Problem statement → Your task is to copy every record exactly.

::::

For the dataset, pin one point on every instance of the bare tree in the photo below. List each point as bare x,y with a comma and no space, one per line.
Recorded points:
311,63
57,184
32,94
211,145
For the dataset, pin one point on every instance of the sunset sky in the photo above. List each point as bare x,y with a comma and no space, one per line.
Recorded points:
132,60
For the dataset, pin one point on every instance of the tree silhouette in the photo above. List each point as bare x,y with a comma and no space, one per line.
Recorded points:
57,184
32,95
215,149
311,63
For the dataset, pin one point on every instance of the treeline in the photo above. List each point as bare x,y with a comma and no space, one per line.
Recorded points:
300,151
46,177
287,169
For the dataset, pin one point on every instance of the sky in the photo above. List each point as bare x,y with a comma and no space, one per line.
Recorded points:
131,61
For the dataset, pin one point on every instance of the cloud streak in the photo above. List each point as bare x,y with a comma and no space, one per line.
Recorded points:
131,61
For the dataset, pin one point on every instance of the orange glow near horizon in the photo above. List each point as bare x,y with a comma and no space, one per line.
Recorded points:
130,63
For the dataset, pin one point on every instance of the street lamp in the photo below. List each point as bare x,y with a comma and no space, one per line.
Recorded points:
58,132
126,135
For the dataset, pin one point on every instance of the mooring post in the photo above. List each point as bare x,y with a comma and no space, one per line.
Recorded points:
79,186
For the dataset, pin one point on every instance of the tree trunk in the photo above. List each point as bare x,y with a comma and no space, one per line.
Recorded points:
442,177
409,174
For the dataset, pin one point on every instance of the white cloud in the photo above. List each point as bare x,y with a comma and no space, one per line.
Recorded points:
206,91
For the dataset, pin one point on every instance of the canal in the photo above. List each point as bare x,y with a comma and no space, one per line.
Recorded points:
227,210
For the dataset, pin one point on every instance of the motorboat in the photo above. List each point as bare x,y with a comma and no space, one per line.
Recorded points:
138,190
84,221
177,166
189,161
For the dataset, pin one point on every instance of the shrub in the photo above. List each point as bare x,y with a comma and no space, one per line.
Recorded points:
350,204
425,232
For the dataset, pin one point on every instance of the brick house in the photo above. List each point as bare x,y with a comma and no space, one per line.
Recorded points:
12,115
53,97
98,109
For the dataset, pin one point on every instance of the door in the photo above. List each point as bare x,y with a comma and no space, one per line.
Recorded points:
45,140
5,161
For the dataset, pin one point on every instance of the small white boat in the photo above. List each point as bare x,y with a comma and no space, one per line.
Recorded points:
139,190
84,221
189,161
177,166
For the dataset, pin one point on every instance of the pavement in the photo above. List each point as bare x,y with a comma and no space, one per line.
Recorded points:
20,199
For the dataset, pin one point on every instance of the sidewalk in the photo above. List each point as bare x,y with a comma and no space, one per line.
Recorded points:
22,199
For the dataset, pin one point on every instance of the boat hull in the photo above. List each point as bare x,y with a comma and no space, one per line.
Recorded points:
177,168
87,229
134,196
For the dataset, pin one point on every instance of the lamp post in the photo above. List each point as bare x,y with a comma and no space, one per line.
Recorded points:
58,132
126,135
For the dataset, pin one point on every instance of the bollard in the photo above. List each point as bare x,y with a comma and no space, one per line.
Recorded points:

::::

Written reply →
For the dataset, pin one point on every instance of the bare tree in the photo below. List each point as bare x,y with a comma and no space, one per line.
Recorded points:
311,63
57,184
32,94
211,145
For the dataset, pin one point on every instance of the sunset sky in the photo above. List each point as bare x,y with a comma and no space, one per line.
Recorded points:
132,60
For the dataset, pin one point on every instance of the tree silhouette in the photo above. List each point as bare x,y with a comma and no space, one per line.
Recorded points:
57,184
32,95
215,149
311,63
For the dataset, pin one point on every instance of the treeline in the photo above. List each point as bare x,y with a comma and no space, one per line.
Recorded points:
300,151
46,177
287,169
For the dataset, pin one point on every instance of the sky in the photo above. List each point as bare x,y with a comma and no space, one per line.
Recorded points:
131,61
For the dataset, pin one point on every instance of the cloud streak in the photo above. List each point as bare x,y with a comma and no space, one per line.
Recorded points:
131,61
For the dataset, pin one point on every instance of the orange glow near horizon in the photo above. List each point as bare x,y with a comma and no space, one per line.
Recorded points:
130,63
For the dataset, pin one point on every instance of the street lamp in the photo below. List each point as bare x,y with a comma and no space, one per line.
Recorded points:
58,132
126,135
For the dataset, pin one point on every instance of the mooring post in the photo above. List each point as bare x,y with a comma and no space, one per line.
Recorded points:
79,186
For the dataset, pin one point on every instance of the tree trunk in the photo above. List each point as bare x,y with a comma and no space, one per line.
Recorded points:
442,177
409,174
For the dataset, pin one point on every instance of the white cloud in the photo above. List each point as bare x,y with a comma and no space, one per line.
Recorded points:
206,91
For the dataset, pin one point on every instance of the canal in the photo above. List each point as bare x,y with a comma and no space, one per line.
Recorded points:
227,210
For the dataset, pin one point on every instance of the motorboat in the photo above. List each point as bare x,y with a comma and no space, one per line.
Recorded points:
138,190
84,221
177,166
189,161
For the dataset, pin one point on every instance of the shrub in the photo above. List each point as bare x,y with a comma and no space, one per line.
Recorded points:
350,204
425,232
For the dataset, pin one point on every instance of the brick house in the photo above. List each point as bare x,y with a comma and no space, one per line.
Recorded points:
12,115
53,97
98,109
For the dataset, pin one point on every instance of the door in the photo above. List each point as bare x,y with a comma and no space, one per line.
Recorded points:
45,140
5,161
For the dataset, pin one point on every instance of the small white boat in the photo above. List each point as bare x,y with a comma and no space, one per line.
Recorded points:
139,190
84,221
189,161
177,166
For the dataset, pin one point on every instance of the pavement in the photo above. List each point as bare x,y with a comma and no space, one per line.
Recorded points:
20,199
For the dataset, pin one point on every instance of the sidewalk in the photo above. List each point as bare x,y with a comma and no space, one per line.
Recorded points:
22,199
For the dataset, pin one point on every instance of the boat hull in the photo above. List each point as bare x,y with a comma and no space, one per line.
Recorded points:
177,168
87,229
134,196
For the dataset, pin one point on every instance of the lamp post in the photo above. List each point as bare x,y with a comma and no space, one per line.
Recorded points:
58,132
126,135
For the dataset, pin one point on every instance of the bollard in the photo above. List each point as bare x,y with a comma and no space, one per line.
Recorded points:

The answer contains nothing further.